__WHAT YOU NEED TO DO__. Transcribe every line exactly. Leave the pictures behind.
-- start of RECORDS FOR THE EXERCISE --
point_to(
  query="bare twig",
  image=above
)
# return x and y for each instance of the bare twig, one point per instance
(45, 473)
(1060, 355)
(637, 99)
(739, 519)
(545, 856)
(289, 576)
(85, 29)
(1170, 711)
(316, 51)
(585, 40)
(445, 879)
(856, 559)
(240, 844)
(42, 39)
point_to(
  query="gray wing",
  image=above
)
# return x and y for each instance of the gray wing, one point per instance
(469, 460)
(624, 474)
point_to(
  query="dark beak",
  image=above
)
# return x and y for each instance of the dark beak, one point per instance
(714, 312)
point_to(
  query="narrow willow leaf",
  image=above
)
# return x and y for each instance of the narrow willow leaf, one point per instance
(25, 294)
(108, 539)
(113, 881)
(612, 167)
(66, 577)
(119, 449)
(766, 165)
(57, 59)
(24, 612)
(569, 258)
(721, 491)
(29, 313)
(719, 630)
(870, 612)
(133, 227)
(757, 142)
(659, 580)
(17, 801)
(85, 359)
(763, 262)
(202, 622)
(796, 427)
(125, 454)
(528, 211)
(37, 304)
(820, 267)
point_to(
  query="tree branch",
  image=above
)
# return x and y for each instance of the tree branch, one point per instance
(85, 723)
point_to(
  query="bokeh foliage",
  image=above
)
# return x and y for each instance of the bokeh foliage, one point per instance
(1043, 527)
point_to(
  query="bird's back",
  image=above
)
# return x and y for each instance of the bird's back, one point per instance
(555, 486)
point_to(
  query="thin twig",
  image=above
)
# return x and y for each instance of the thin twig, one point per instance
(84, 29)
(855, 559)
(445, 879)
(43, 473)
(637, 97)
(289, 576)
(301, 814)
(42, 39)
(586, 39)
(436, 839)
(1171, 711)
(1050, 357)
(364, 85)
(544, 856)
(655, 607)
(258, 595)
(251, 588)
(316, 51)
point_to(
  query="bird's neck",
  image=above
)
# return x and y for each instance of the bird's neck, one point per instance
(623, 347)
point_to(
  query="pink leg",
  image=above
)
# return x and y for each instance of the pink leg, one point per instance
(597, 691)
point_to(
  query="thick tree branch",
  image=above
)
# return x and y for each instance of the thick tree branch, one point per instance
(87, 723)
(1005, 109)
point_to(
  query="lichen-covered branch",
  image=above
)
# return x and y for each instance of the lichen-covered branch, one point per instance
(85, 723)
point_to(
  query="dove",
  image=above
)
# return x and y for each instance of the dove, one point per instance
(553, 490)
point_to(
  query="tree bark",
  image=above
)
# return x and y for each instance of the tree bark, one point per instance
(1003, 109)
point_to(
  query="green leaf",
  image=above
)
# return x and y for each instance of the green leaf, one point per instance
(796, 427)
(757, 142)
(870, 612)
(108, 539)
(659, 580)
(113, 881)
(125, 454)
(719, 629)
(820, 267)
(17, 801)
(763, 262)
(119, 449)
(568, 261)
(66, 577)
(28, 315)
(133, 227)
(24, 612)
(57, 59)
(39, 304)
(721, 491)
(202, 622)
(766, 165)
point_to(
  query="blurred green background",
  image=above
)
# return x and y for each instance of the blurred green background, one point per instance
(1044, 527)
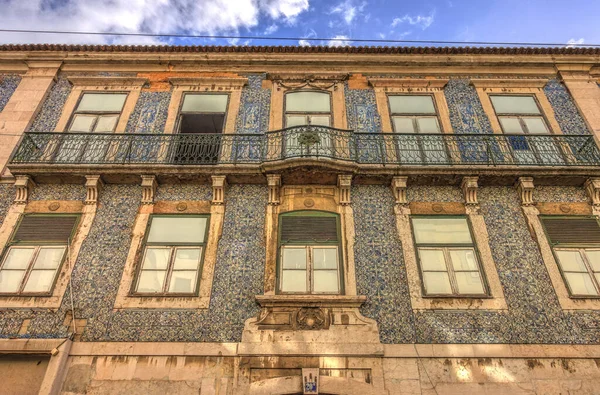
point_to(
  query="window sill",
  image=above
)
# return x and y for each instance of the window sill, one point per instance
(343, 301)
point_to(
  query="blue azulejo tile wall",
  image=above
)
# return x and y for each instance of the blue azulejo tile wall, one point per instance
(8, 85)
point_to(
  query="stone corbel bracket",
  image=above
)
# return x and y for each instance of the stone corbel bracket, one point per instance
(93, 186)
(525, 187)
(218, 183)
(592, 187)
(274, 183)
(344, 184)
(24, 186)
(469, 187)
(149, 185)
(399, 189)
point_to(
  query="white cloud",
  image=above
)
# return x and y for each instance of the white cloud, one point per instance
(271, 29)
(573, 43)
(420, 20)
(132, 16)
(339, 41)
(348, 10)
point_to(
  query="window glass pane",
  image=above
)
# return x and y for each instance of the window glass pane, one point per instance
(325, 258)
(187, 258)
(293, 281)
(294, 258)
(432, 260)
(428, 125)
(307, 102)
(319, 121)
(403, 125)
(157, 258)
(571, 261)
(436, 283)
(441, 230)
(325, 281)
(469, 283)
(580, 284)
(82, 123)
(108, 102)
(151, 281)
(18, 258)
(106, 123)
(463, 260)
(10, 280)
(412, 104)
(514, 104)
(183, 281)
(536, 125)
(204, 103)
(39, 281)
(511, 125)
(49, 258)
(594, 259)
(177, 230)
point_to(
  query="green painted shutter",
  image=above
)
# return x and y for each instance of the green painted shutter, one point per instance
(308, 229)
(45, 228)
(572, 230)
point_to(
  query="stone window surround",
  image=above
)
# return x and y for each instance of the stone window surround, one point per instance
(322, 198)
(130, 85)
(532, 214)
(518, 87)
(232, 86)
(125, 300)
(87, 212)
(495, 300)
(283, 83)
(418, 86)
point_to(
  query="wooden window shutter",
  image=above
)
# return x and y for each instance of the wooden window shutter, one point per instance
(572, 230)
(45, 228)
(308, 229)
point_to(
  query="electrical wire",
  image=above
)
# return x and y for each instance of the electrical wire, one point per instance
(334, 39)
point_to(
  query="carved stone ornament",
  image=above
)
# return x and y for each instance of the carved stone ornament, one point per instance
(93, 186)
(310, 318)
(525, 188)
(219, 184)
(274, 183)
(149, 185)
(23, 185)
(592, 187)
(469, 188)
(344, 184)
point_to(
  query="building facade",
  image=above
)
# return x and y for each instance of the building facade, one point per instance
(280, 220)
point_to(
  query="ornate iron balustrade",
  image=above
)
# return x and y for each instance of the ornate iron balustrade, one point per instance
(308, 142)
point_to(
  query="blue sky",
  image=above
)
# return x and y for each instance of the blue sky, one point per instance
(546, 21)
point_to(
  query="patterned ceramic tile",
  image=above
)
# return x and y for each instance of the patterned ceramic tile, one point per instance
(8, 84)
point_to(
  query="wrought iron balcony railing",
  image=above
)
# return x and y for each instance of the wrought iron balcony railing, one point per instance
(308, 142)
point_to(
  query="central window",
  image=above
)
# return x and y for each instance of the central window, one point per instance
(447, 257)
(309, 259)
(173, 252)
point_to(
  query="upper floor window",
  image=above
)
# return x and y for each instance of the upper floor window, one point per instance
(447, 257)
(35, 253)
(309, 259)
(413, 114)
(97, 112)
(519, 114)
(307, 108)
(576, 245)
(173, 253)
(203, 113)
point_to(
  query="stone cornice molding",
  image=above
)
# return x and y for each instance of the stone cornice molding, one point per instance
(381, 82)
(509, 83)
(108, 81)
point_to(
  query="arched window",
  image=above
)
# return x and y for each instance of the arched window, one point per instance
(310, 261)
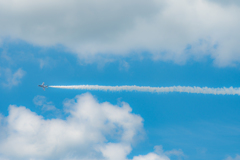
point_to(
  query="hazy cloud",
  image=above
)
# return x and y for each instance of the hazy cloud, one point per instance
(168, 29)
(10, 79)
(236, 158)
(41, 101)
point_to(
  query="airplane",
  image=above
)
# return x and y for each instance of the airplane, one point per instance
(43, 86)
-- end of RECORDS FOR THE EXERCISE --
__OUTPUT FOR THIS TASK__.
point_to(
  query="bare twig",
  image=above
)
# return x and y for each instance of the bare twig, one point per instance
(45, 473)
(1060, 355)
(637, 99)
(739, 519)
(545, 856)
(289, 576)
(85, 29)
(1170, 711)
(316, 51)
(585, 40)
(445, 879)
(856, 559)
(240, 844)
(42, 39)
point_to(
  query="gray wing",
  image=above
)
# return x and y for each instance of the gray wing, one point per instance
(469, 460)
(624, 474)
point_to(
  query="dark beak",
  image=above
)
# return x and y for each instance of the dark beak, one point per instance
(714, 312)
point_to(
  query="narrow willow leaf",
  image=above
)
# return x and y for each instance of the narrow willow leaf, one point per instance
(25, 294)
(108, 539)
(113, 881)
(612, 167)
(66, 577)
(119, 449)
(766, 165)
(57, 59)
(24, 612)
(569, 258)
(721, 491)
(29, 313)
(719, 630)
(870, 612)
(133, 227)
(757, 142)
(659, 580)
(17, 801)
(85, 359)
(763, 262)
(202, 622)
(796, 427)
(125, 454)
(528, 211)
(37, 304)
(820, 267)
point_to(
  query="tree branch",
  image=above
)
# return x and y for each instance of the tree branch, one point per instance
(85, 723)
point_to(
  query="bokeh foliage",
  image=above
)
# return x and y for each instance of the bokeh foliage, one point per instance
(1043, 527)
point_to(
  query="bird's back",
  image=above
)
# return x and y for each instance of the bird's back, one point per instance
(555, 486)
point_to(
  query="thin twig",
  image=above
)
# return x and y for each instance of the thin twig, one point per instance
(84, 29)
(855, 559)
(445, 879)
(43, 473)
(637, 97)
(289, 576)
(301, 814)
(42, 39)
(586, 39)
(436, 839)
(1171, 711)
(1050, 357)
(364, 85)
(544, 856)
(655, 607)
(258, 595)
(251, 588)
(316, 51)
point_to(
  query="bird's neck",
  image=above
)
# return x and y for each instance of the bird's neck, one point per instance
(623, 347)
point_to(
  query="pink leg",
  image=above
)
# return x and y for each instance of the pink leg, one point per instance
(597, 691)
point_to(
  query="thick tree branch",
  image=above
)
# return x and y for each instance of the thick tree branch, one point per instance
(87, 723)
(1005, 109)
point_to(
  query="lichen-covered branch",
  image=above
)
# return x and y for each instance of the lichen-covered branch, one point per instance
(85, 723)
point_to(
  query="dove",
  image=above
)
# return x and y for each instance of the dove, one point per instance
(553, 490)
point_to(
  query="tree bark",
  image=above
)
# return x and y for each instance of the tree bark, one point per instance
(1003, 109)
point_to(
  query="green leaf",
  image=above
)
# return x and y for each instance of the green leaf, one point per instance
(796, 427)
(757, 142)
(870, 612)
(108, 539)
(659, 580)
(113, 881)
(125, 454)
(719, 629)
(820, 267)
(17, 801)
(763, 262)
(119, 449)
(568, 261)
(66, 577)
(28, 315)
(133, 227)
(24, 612)
(57, 59)
(39, 304)
(721, 491)
(202, 622)
(766, 165)
point_to(
  query="blurred green background",
  image=above
)
# return x and y for each instance of the blurred green background, one point per instance
(1044, 527)
point_to(
  query="window sill",
  image=above
)
# return x and y for each instance of the window sill, one point per instance
(343, 301)
point_to(
  query="blue azulejo tile wall",
  image=above
)
# return x and y for each instance of the blue azulejo tile wall, one point per instance
(8, 85)
point_to(
  query="stone corbel bracket",
  image=above
)
# return x and y for each instance of the stone corbel bracket, one point per instance
(93, 186)
(525, 187)
(218, 183)
(592, 187)
(274, 183)
(344, 184)
(24, 186)
(469, 187)
(149, 185)
(399, 189)
point_to(
  query="white cloud",
  image=above
)
# return x and y for each instance of the white cloud, one point per instance
(271, 29)
(573, 43)
(420, 20)
(132, 16)
(339, 41)
(348, 10)
point_to(
  query="window glass pane",
  image=above
)
# return x and y for each instance of the window glass pane, one point per instance
(325, 258)
(187, 258)
(293, 281)
(294, 258)
(432, 260)
(428, 125)
(307, 102)
(319, 121)
(403, 125)
(157, 258)
(571, 261)
(436, 283)
(441, 230)
(325, 281)
(469, 283)
(580, 284)
(82, 123)
(108, 102)
(151, 281)
(18, 258)
(106, 123)
(463, 260)
(10, 280)
(412, 104)
(514, 104)
(183, 281)
(536, 125)
(204, 103)
(39, 281)
(511, 125)
(49, 258)
(594, 259)
(177, 230)
point_to(
  query="green painted shutter",
  image=above
)
# return x and y for each instance of the green painted shutter, one point per instance
(308, 229)
(45, 228)
(572, 230)
point_to(
  query="stone window surround",
  image=above
)
# return x and y for each instance of the stone window surround, one point per instance
(322, 198)
(130, 85)
(532, 214)
(518, 87)
(232, 86)
(125, 300)
(87, 212)
(495, 300)
(283, 83)
(418, 86)
point_to(
  query="wooden window shutter",
  image=above
)
# return x and y for each instance of the wooden window shutter, one point per instance
(572, 230)
(45, 228)
(308, 229)
point_to(
  query="electrical wire",
  image=above
)
# return x and y for each instance of the electrical wire, one point per instance
(334, 39)
point_to(
  query="carved stone ornament",
  image=above
)
# return x and y for each instance of the carved stone ornament, one point per instance
(93, 186)
(310, 318)
(525, 188)
(219, 184)
(274, 183)
(149, 185)
(23, 185)
(592, 187)
(469, 188)
(344, 184)
point_to(
  query="building facade",
  image=above
)
# return x and y for each instance of the building facade, one point per instance
(280, 220)
point_to(
  query="ornate iron balustrade",
  image=above
)
# return x and y for each instance of the ornate iron balustrade, one point per instance
(308, 142)
point_to(
  query="blue sky",
  image=above
)
# return x and y for each instance of the blue sky, one point per instance
(546, 21)
point_to(
  query="patterned ceramic tile",
  image=above
)
# return x and y for each instance of the patterned ceramic tile, one point per instance
(8, 84)
point_to(
  query="wrought iron balcony railing",
  image=above
)
# return x and y for each instance of the wrought iron balcony railing, one point per instance
(308, 142)
point_to(
  query="central window",
  image=above
)
# return x and y for each instance of the central window, one point per instance
(447, 257)
(309, 259)
(173, 252)
point_to(
  query="upper floor window",
  image=above
)
# return x and y for each instance of the upper floor window, one point per instance
(447, 257)
(35, 253)
(309, 259)
(413, 114)
(97, 112)
(519, 114)
(307, 108)
(576, 245)
(173, 253)
(203, 113)
point_to(
  query="stone cornice molding",
  image=above
)
# return x and y for each instance of the stone cornice molding, one point per instance
(381, 82)
(509, 83)
(108, 81)
point_to(
  query="arched window",
  image=above
)
# return x and y for each instance of the arched window, one point per instance
(310, 261)
point_to(
  query="hazy cloud",
  image=above
)
# return x and y for each instance of the hazy cloud, one point per instance
(168, 29)
(10, 79)
(236, 158)
(41, 101)
point_to(
  query="airplane",
  image=above
)
# return x and y for each instance of the airplane, one point per instance
(43, 86)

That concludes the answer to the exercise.